Belated Release Party Contest





I was in Las Vegas at the Romance Novel Convention when “Once Upon a Love Story” released and didn’t get a chance to host a party…so I’m doing it now.  I will give away one free PDF version of my newest novel…all you have to do is leave a comment!  The winner will be chosen at random on Saturday (so be sure to leave a way to contact you!)+++++++++++++++++++++++++++++++++++++++++++++

Females throughout Romance
I grew up in the Eighties.  A fun time for a teenage girl with the emergence of Madonna and Cyndi Lauper (to name only two of the plethora or female singers).  We piled our hair high and used a can of hairspray a day.  The fashion of dangling earrings as big as dangling bracelets, fishnets under shorts, floppy bows, and large necklaces that said “Boy Toy”.  
As a young girl I had such romantic ideas spurred on by the fantastical romance of Harlequin Present and LoveSpell novels.  Books that told of breathless passion between men and women.  I couldn’t wait to grow up and find that kind of love.  I was about twelve when I started writing my own romance novel, longhand of course.  My first typewriter was manual and my best friend was a new invention called White Out. 
Romance females back then were girls I could relate to.  Most were secretaries, receptionists, nurses or schoolteachers.  The men were usually wealthy and hard-bitten, softened by love.  They whisk the girl away from her downtrodden job or life and sweep her into future of love, wealth and privilege.

> _PROMPT 1_
Count the lines in the rows that contain the string "floodlight", treating uppercase and lowercase as different. Reply with the number alone.
The blog post and the rows come from separate, unrelated sources.

> _WORKING DATA_
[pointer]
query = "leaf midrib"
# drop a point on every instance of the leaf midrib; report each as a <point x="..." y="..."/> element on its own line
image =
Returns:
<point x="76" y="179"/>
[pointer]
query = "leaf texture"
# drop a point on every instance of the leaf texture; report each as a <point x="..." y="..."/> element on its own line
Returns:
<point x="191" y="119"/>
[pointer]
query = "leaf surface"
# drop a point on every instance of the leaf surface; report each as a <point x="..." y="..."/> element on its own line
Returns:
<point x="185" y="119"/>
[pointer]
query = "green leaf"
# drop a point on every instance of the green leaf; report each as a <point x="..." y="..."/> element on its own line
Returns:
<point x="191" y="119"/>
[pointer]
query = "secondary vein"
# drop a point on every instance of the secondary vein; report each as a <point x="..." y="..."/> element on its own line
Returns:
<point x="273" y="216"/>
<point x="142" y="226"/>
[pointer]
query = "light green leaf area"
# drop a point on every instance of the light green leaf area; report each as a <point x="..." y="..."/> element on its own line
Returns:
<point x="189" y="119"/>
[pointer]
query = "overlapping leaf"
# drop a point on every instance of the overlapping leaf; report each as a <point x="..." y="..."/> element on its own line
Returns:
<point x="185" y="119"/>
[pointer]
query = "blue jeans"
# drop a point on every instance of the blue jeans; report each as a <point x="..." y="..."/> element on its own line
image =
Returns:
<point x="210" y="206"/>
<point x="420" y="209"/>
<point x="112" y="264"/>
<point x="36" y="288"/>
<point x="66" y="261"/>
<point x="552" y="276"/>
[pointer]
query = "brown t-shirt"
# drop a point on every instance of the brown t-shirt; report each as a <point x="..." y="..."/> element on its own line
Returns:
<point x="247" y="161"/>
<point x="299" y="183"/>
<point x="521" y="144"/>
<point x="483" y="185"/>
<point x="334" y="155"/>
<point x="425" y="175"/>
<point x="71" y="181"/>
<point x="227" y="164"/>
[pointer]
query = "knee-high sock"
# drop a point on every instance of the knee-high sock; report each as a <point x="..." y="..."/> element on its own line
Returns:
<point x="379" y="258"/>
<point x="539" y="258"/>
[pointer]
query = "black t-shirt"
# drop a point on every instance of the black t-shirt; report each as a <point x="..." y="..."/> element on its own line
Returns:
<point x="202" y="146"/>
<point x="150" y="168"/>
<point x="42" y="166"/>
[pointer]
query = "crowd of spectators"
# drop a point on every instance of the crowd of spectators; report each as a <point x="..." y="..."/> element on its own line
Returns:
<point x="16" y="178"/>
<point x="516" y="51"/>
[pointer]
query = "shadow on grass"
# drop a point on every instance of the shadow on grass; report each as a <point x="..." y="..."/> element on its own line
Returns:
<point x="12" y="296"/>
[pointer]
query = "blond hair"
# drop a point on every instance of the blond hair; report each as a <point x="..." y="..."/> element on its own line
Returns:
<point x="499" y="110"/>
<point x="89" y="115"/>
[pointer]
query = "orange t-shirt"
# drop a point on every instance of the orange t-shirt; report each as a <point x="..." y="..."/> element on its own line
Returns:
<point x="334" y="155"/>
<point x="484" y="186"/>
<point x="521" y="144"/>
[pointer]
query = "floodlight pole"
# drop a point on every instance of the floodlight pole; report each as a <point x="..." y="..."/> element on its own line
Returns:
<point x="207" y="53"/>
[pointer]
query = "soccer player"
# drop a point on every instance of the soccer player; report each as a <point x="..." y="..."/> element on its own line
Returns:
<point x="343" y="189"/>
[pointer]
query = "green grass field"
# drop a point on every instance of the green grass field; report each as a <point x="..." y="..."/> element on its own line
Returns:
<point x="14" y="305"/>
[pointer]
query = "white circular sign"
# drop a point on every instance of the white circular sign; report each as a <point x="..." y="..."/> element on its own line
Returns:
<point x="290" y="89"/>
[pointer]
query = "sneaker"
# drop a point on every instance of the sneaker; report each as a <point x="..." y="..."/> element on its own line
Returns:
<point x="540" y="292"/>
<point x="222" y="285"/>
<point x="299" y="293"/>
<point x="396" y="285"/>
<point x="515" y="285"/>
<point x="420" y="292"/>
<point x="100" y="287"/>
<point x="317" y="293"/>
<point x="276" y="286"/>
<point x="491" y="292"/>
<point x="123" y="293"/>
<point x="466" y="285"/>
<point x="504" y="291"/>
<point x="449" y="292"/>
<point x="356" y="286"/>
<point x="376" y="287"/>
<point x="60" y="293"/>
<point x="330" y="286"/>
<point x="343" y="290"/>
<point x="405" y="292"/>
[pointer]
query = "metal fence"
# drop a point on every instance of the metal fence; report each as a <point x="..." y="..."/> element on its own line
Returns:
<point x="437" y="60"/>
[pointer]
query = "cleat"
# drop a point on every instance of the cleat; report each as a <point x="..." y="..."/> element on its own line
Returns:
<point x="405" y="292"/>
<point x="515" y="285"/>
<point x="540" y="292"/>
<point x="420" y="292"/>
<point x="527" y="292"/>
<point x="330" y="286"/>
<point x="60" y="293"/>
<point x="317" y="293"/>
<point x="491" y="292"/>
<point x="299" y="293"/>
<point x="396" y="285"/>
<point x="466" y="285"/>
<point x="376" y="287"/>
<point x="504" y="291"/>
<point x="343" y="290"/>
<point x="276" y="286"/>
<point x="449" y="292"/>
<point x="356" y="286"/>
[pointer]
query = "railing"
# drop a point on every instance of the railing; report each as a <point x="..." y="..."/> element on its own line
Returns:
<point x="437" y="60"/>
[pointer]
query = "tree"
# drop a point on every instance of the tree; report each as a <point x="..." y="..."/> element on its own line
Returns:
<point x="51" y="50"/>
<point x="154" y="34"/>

> _PROMPT 2_
According to the blog post, where was the writer when "Once Upon a Love Story" was released?

> _EXERCISE OUTPUT 1_
2

> _EXERCISE OUTPUT 2_
At the Romance Novel Convention in Las Vegas.